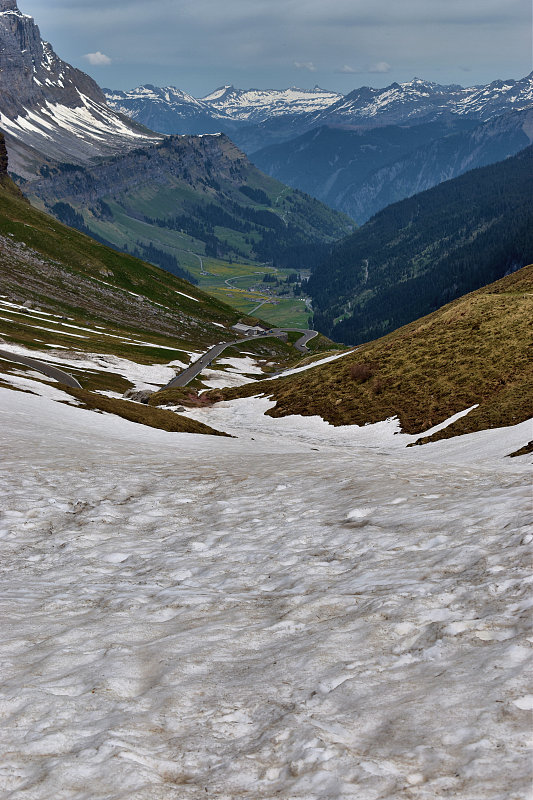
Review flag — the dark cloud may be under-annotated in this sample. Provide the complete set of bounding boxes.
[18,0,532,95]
* * *
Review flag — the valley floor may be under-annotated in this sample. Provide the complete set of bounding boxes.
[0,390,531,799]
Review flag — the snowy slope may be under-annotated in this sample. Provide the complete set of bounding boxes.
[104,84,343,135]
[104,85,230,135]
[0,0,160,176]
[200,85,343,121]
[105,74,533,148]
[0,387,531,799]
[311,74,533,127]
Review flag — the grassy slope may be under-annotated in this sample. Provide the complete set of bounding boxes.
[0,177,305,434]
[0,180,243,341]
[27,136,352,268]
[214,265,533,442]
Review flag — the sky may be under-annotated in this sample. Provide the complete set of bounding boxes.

Directions: When you reach the line in the material above that holds "Review flag — the snowy", begin reproducing lines exactly, and stop after the line that holds "Review flag — the sky".

Response to the task:
Review flag — the snowy slope may be under-annotated in this sample. Provide the complete set of bounding boxes.
[104,84,343,135]
[104,85,230,135]
[0,0,160,176]
[200,85,343,121]
[105,74,533,148]
[0,387,531,799]
[311,74,533,127]
Review flag — the grassy slope may be under-annotated in this sample. Provide the complete set of bounding boxes.
[0,177,305,434]
[0,180,243,341]
[27,136,352,268]
[214,265,533,442]
Review flag — the sky may be under-annotated in this sample. Provide the complete set of bounding boxes.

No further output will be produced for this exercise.